===== Source text
Correy E. Stephenson//March 1, 2021//
A former justice of the West Virginia Supreme Court, convicted on 11 criminal counts in a week-long trial, challenged his convictions and sought an evidentiary hearing claiming one of the jurors improperly checked her Twitter account during the trial.
But the ex-justice lacked evidence that the juror actually read any tweets related to the trial, the 4th U.S. Court of Appeals found, affirming the convictions and rejecting his call for a hearing to look into the juror’s alleged misconduct and bias.
The case is U.S. v. Loughry (VLW 020-2-334, 31 pages). Judge Paul V. Niemeyer wrote the opinion for a divided panel.
In 2017 news reporters in West Virginia began investigating and reporting about lavish spending of public funds by the state’s Supreme Court justices for renovating and refurbishing their offices, triggering a federal investigation which produced evidence that then-Chief Justice Allen H. Loughry II had misappropriated public property and obstructed justice during the course of the investigation.
A grand jury returned a 25-count indictment charging Loughry with mail fraud, wire fraud and related crimes in June 2018, and the state’s legislature began impeachment proceedings against Loughry around the same time.
During jury selection for the criminal trial one juror, later dubbed “Juror A,” denied having knowledge “of this case” or “facts of this case,” but admitted having knowledge of the impeachment proceedings and said she could set aside her knowledge and render a verdict based solely on the evidence presented at trial. Loughry didn’t question Juror A further, and she was impaneled. After six days of trial and two days of deliberation, the jury found Loughry guilty on 11 counts and acquitted him on the others.
Shortly after trial, someone approached Loughry and his counsel on the street outside the courthouse and suggested they look at Juror A’s Twitter account. Loughry’s counsel found that Juror A had liked or retweeted four tweets during the summer of 2018 related to the Supreme Court scandal and accessed Twitter on at least two days during trial, although her activity was related to football.
Loughry filed a motion for a new trial or else for an evidentiary hearing, arguing that Juror A was biased against him based on her Twitter activity both before and during trial, and because she’d failed to indicate that she had personal knowledge of the case or the facts of the case during voir dire.
The district court denied the motion. But a divided Fourth Circuit panel affirmed, stating that the jury, including Juror A, assured the court that it would decide the case on the evidence before it, and its verdict reflected that, acquitting Loughry on several charges.
==========
===== Given entries
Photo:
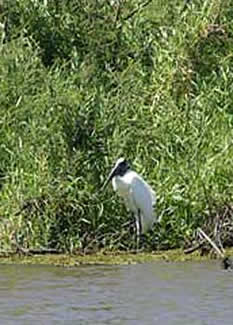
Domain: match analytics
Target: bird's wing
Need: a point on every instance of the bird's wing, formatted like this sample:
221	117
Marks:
144	198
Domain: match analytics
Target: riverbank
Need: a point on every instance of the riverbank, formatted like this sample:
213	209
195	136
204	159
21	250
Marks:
107	258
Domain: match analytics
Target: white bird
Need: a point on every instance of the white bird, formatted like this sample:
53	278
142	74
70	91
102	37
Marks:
138	196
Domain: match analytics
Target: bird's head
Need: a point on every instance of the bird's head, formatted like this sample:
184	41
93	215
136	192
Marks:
120	168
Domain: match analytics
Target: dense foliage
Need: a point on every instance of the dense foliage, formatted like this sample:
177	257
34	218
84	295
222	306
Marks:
84	82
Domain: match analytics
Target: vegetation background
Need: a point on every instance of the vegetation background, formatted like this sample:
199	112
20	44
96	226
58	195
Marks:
84	82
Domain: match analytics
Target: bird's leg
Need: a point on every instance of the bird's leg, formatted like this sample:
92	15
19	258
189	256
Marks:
138	229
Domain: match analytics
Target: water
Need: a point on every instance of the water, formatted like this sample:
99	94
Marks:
157	293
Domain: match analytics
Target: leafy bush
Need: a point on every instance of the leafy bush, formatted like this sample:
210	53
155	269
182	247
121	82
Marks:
84	82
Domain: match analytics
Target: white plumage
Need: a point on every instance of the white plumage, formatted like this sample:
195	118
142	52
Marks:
138	196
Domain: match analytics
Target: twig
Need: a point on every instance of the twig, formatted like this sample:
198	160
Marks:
195	247
141	6
211	242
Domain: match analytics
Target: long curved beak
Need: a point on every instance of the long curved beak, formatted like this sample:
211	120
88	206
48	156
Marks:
110	177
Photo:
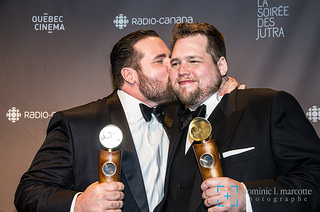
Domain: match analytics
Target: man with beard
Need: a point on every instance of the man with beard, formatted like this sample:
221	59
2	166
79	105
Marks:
63	175
266	144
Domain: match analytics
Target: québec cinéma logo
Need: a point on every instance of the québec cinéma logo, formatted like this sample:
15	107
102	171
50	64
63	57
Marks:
121	21
14	114
48	22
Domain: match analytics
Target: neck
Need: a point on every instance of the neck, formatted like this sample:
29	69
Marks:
139	96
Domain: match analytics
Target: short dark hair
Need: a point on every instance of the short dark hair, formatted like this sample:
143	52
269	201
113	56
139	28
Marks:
124	55
216	43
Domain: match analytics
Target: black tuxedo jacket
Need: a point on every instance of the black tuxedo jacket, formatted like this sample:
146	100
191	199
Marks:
280	152
67	162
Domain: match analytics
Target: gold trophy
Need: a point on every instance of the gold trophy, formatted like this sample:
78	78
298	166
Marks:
110	159
205	148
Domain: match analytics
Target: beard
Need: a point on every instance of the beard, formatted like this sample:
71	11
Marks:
199	95
156	90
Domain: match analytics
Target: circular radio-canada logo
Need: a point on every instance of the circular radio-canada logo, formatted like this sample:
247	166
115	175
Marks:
313	114
13	114
121	21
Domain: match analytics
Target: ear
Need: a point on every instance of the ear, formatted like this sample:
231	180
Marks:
222	66
128	75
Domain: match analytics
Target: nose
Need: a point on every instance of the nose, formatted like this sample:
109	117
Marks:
183	69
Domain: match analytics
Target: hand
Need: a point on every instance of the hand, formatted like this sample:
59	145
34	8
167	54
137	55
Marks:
101	197
223	194
229	84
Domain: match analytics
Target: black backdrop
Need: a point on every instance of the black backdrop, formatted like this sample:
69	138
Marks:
54	54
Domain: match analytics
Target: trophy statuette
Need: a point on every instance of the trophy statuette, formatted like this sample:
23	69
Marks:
205	148
110	159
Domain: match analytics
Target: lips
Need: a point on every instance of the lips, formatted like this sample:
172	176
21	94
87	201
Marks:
185	81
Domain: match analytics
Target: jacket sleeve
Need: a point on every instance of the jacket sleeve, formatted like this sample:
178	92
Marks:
47	185
296	153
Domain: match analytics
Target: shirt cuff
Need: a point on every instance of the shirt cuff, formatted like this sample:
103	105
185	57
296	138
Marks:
248	202
74	201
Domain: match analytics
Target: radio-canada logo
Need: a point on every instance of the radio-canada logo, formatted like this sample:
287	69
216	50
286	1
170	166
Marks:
313	114
13	114
121	21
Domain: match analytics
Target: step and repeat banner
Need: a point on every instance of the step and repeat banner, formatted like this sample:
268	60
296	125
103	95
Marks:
55	55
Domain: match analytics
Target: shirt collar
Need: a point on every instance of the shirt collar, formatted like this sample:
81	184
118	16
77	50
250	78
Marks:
130	106
211	103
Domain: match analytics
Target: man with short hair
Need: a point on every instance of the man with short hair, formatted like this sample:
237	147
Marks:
264	139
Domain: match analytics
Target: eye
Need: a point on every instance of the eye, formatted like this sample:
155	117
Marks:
193	61
175	64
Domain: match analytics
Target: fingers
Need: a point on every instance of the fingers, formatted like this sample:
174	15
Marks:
243	86
100	197
223	194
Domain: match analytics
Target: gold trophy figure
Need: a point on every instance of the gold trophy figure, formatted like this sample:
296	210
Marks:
110	159
205	148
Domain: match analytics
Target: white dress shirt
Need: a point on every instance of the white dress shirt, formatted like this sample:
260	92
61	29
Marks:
211	103
152	144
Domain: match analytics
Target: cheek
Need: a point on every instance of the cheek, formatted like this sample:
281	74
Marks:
172	76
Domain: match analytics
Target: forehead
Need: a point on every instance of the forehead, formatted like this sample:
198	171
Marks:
190	45
151	46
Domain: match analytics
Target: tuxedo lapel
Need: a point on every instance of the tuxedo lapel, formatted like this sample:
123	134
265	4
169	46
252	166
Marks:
224	120
130	163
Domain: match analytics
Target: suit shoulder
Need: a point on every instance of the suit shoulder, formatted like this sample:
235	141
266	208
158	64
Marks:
86	112
262	96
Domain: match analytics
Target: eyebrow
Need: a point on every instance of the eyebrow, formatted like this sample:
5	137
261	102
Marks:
187	58
160	56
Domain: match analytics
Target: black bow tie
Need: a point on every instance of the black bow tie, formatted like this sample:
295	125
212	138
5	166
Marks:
186	116
157	111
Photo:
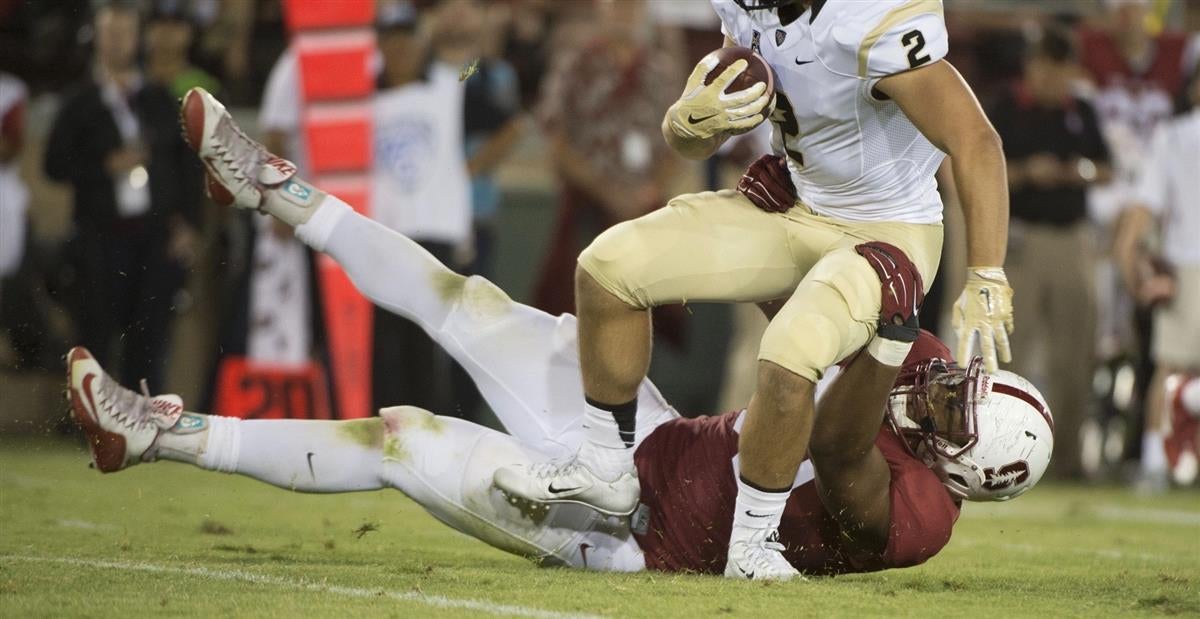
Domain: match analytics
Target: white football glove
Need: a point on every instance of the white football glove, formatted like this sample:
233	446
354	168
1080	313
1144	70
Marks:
984	307
706	110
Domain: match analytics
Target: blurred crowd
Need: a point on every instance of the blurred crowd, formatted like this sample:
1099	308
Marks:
485	109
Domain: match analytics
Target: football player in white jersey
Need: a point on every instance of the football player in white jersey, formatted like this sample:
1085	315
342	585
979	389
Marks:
865	108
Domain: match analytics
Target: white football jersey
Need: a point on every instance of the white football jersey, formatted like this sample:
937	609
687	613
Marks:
851	155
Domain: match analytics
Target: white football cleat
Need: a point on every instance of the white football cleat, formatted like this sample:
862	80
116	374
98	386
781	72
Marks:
239	169
570	481
120	425
759	557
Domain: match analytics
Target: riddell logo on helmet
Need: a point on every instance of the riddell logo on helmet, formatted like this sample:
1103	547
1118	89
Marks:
1006	476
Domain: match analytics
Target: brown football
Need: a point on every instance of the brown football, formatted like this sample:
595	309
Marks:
757	70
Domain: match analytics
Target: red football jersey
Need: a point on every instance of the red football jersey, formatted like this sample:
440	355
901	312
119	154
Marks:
688	487
1135	96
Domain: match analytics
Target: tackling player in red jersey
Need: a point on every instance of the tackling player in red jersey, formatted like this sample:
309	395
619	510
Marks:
937	433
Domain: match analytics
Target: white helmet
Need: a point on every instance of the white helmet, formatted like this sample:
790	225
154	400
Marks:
1002	445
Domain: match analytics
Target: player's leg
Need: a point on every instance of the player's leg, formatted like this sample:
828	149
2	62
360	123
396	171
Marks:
525	361
700	247
444	464
831	314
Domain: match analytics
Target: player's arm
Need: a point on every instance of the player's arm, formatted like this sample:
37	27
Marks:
853	478
705	115
940	103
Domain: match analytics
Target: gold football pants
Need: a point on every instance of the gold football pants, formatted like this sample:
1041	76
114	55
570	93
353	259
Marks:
717	246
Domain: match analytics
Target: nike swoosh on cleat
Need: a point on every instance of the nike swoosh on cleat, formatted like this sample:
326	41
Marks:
91	403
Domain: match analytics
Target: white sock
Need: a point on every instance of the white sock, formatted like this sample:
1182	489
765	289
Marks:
757	510
604	450
316	232
1189	396
209	442
300	455
294	202
1153	454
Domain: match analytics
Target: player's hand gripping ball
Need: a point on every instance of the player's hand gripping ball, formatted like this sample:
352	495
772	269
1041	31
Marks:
730	91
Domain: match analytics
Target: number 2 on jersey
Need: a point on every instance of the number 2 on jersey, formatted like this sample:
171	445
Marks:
915	42
785	116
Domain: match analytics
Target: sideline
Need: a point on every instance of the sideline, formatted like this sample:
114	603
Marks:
438	601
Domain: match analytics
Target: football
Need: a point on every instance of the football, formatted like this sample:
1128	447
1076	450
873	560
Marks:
757	70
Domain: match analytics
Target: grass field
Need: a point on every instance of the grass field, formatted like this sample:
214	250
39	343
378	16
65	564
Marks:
167	539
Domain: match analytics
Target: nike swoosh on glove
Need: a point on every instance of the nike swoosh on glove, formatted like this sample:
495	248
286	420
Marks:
901	290
768	184
706	110
985	307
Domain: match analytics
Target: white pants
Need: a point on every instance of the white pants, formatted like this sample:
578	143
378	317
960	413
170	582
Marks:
526	365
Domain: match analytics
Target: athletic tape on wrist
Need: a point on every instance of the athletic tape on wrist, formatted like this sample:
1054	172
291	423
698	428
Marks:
888	352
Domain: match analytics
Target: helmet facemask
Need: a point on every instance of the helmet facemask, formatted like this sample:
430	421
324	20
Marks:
996	436
933	386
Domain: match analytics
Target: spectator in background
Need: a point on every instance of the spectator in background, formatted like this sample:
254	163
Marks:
13	193
168	47
420	187
1138	74
469	35
1055	151
1167	198
18	310
603	109
137	191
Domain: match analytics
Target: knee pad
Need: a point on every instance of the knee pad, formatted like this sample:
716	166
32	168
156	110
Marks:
615	259
805	343
831	314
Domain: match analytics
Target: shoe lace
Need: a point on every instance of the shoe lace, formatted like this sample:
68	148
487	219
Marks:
126	406
767	552
553	468
240	155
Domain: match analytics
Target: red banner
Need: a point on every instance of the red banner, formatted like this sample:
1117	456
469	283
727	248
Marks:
335	46
251	390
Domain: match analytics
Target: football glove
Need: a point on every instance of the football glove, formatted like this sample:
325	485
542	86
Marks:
985	307
768	184
706	110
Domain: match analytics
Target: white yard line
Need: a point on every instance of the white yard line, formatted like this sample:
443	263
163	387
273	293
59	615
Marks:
1098	511
438	601
1107	553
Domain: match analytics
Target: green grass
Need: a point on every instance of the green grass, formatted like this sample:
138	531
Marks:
168	539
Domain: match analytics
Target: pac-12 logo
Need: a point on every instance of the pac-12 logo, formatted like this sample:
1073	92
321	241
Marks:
1006	476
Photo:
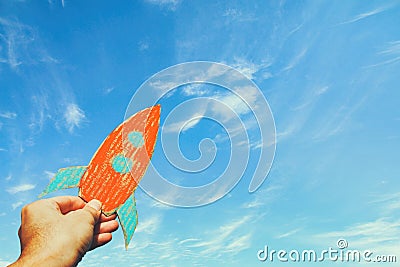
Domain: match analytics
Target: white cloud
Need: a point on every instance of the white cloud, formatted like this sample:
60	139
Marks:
4	263
185	124
169	4
16	204
17	39
149	225
287	234
250	69
8	115
74	116
41	112
20	188
365	15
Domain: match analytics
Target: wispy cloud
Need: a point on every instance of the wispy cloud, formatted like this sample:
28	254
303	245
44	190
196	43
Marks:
8	115
74	116
169	4
150	224
287	234
40	113
365	15
390	53
17	39
250	69
20	188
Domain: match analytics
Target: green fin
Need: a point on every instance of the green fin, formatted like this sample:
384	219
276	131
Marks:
127	215
65	178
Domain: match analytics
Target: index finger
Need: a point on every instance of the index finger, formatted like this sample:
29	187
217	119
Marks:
68	203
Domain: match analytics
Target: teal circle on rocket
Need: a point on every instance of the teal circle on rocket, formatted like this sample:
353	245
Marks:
122	164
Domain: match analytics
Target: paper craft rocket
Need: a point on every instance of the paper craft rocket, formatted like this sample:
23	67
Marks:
116	168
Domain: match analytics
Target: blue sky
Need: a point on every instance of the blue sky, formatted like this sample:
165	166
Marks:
329	70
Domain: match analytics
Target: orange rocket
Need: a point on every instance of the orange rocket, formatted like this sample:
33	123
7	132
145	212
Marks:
116	168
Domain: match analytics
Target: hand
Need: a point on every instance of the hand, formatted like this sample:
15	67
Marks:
59	231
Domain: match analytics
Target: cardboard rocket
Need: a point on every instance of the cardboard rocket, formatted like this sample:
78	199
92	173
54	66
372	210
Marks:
116	168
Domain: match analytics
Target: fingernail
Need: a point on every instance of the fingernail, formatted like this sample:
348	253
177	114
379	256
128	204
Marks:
94	203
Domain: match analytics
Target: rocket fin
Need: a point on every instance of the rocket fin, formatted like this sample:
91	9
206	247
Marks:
65	178
128	218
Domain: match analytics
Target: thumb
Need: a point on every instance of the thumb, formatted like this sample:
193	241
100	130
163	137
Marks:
94	208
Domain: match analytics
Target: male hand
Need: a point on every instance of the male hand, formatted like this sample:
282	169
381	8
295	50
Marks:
59	231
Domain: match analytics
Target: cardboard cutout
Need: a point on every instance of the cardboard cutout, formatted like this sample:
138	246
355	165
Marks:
116	168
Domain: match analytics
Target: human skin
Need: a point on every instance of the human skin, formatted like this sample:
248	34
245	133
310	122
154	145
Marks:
59	231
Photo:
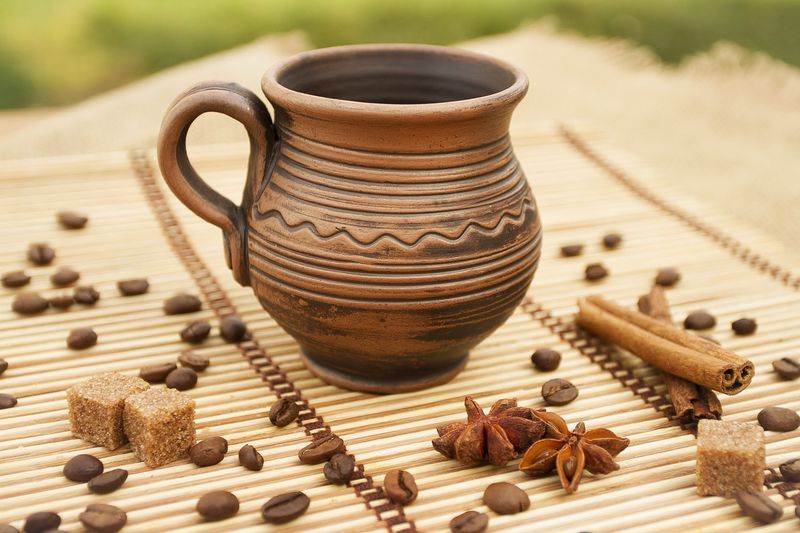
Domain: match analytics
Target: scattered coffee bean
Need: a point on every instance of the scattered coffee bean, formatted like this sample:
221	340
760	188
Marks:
29	303
545	359
103	518
285	508
182	303
283	412
133	287
217	505
71	219
339	469
108	481
81	338
778	419
787	368
559	392
759	507
321	450
699	320
250	458
82	468
41	254
156	373
505	498
470	522
13	280
181	379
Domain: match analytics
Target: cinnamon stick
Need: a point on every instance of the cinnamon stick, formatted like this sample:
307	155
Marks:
690	401
666	347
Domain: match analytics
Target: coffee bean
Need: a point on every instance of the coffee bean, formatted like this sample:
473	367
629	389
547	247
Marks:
81	338
250	458
15	279
470	522
156	373
759	507
232	328
181	379
181	304
41	254
103	518
217	505
283	412
505	498
778	419
339	469
285	508
787	368
108	481
41	522
71	219
545	359
82	468
699	320
195	361
209	451
400	487
559	392
196	332
321	450
29	303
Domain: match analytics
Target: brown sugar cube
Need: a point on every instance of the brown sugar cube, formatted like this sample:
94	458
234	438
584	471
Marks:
730	458
95	407
160	425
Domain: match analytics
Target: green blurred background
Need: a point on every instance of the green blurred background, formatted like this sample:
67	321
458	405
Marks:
55	52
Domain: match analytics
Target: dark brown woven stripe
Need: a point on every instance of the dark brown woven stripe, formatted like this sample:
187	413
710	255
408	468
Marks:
371	494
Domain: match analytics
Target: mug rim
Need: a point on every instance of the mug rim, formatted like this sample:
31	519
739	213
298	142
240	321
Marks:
322	106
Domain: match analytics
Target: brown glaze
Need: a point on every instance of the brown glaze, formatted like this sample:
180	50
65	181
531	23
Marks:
385	222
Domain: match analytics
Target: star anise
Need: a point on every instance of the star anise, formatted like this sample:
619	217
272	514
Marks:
571	452
498	437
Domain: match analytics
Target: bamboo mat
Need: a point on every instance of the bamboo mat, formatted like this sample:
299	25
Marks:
585	187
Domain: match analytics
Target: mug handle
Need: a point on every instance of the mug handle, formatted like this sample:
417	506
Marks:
242	105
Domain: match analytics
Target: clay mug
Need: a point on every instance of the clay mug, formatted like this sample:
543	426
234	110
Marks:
385	222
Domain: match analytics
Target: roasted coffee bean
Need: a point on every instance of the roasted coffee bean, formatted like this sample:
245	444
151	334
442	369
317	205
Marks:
195	361
133	287
559	392
778	419
209	451
321	450
103	518
400	487
72	219
250	458
759	507
181	379
29	303
181	304
196	332
15	279
505	498
82	468
284	508
787	368
41	254
156	373
699	320
339	469
217	505
108	481
283	412
545	359
470	522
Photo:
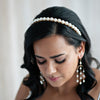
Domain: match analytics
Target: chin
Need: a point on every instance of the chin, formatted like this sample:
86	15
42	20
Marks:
56	84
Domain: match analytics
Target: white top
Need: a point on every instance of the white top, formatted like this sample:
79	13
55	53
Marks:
31	93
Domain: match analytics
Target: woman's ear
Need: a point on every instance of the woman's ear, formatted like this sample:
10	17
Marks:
81	50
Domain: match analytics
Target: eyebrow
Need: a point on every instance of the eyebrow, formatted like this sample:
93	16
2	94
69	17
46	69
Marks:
52	57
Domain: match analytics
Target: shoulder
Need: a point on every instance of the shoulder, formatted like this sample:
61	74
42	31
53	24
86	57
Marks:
97	76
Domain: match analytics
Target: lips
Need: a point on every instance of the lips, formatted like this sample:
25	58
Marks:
53	78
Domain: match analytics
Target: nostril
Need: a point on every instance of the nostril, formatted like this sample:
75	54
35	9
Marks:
50	70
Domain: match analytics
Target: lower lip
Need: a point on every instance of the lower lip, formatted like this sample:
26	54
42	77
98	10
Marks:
54	79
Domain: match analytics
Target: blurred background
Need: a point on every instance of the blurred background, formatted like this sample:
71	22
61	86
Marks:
15	18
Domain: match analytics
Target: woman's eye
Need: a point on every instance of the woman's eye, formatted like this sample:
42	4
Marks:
59	62
39	62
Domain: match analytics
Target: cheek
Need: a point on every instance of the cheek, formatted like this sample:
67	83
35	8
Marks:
69	67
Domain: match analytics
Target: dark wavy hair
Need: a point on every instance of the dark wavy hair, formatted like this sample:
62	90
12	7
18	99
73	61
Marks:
44	29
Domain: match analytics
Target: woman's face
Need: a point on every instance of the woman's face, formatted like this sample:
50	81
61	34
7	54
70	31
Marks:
56	59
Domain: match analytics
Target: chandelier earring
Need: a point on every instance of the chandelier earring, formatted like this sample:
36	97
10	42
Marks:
80	73
41	79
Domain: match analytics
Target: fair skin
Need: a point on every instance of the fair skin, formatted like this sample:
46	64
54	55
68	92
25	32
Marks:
63	83
64	73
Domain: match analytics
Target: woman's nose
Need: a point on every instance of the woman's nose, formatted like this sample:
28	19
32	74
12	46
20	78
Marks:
50	69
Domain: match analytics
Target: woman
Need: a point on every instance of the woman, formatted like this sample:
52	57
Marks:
58	58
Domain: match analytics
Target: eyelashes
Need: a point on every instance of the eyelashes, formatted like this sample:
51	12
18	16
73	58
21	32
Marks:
59	62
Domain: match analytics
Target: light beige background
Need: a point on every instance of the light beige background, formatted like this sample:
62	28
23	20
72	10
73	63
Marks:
16	16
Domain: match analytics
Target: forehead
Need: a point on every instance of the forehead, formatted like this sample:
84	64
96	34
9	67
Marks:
51	45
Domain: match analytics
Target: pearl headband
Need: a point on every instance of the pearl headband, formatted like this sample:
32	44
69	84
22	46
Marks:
59	21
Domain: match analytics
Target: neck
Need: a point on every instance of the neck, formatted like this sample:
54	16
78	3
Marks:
68	88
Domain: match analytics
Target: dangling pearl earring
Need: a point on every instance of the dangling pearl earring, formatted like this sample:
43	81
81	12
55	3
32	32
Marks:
41	79
80	74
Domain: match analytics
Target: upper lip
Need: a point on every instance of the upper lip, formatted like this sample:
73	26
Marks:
52	77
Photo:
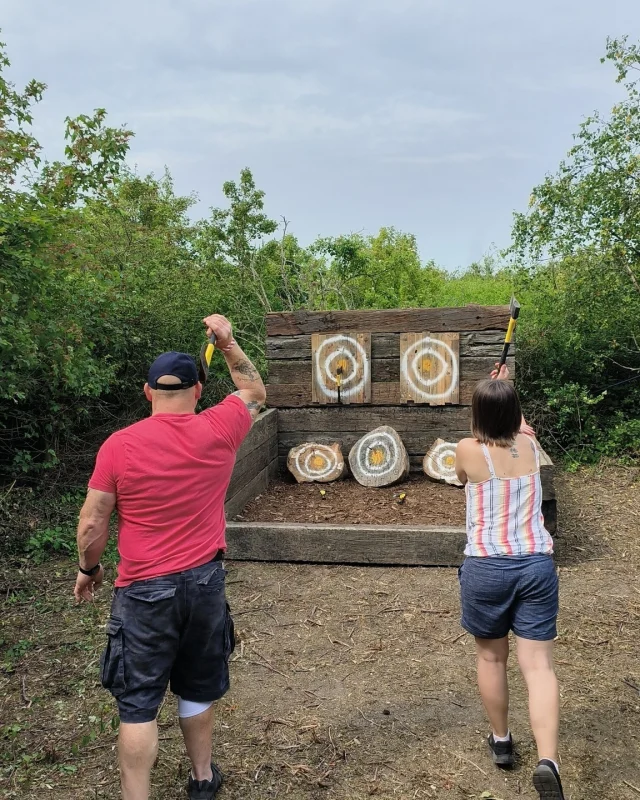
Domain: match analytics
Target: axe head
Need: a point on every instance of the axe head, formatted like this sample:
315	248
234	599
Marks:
206	354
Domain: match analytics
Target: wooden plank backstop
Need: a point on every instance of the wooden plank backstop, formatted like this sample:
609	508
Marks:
289	349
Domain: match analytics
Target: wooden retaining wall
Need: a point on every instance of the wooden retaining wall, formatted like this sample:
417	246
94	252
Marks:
406	545
481	330
256	463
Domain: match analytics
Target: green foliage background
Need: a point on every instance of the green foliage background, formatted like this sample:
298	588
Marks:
101	269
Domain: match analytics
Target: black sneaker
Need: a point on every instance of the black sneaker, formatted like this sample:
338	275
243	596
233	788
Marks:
547	781
205	790
502	752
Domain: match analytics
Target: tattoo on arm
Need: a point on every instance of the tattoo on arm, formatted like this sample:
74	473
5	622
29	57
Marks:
253	406
245	368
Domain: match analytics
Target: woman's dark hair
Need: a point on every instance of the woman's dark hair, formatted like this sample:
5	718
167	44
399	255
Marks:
496	414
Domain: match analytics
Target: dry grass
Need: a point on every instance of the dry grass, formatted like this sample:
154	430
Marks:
347	682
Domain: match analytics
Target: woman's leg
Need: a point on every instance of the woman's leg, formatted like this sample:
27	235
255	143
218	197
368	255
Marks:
536	662
492	681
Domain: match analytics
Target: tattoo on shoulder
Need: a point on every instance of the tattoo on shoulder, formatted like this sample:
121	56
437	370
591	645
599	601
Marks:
253	406
245	368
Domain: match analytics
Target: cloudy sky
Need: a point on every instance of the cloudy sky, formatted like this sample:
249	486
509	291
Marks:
435	116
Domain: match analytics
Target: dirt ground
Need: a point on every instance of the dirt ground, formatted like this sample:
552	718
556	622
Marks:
346	501
347	682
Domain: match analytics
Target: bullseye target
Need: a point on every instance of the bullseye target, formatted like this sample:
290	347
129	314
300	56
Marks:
379	458
341	368
440	462
311	462
429	368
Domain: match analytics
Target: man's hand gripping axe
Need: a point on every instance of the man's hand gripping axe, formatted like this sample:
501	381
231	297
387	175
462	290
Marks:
206	354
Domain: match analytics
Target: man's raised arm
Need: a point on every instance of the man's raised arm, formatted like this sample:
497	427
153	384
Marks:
245	376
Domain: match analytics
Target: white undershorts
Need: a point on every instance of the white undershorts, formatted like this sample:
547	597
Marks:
187	708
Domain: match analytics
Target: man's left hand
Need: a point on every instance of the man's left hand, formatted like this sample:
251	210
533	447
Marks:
87	586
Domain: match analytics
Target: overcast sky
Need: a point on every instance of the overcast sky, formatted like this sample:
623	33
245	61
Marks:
435	116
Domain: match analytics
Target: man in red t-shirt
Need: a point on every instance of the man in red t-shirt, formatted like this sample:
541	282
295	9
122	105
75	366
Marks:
167	477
==========
* **Exercise prompt**
Please check each statement below against the article on the Loughry appeal. Answer yes or no, and quote the exact words of the article that decide it.
1. The jury found Loughry guilty on all 25 counts of the indictment.
2. Juror A's activity on Twitter during the trial was related to football.
3. Judge Paul V. Niemeyer wrote the opinion for a unanimous panel.

* **Result of this exercise**
1. No: "the jury found Loughry guilty on 11 counts and acquitted him on the others."
2. Yes: "accessed Twitter on at least two days during trial, although her activity was related to football."
3. No: "Judge Paul V. Niemeyer wrote the opinion for a divided panel."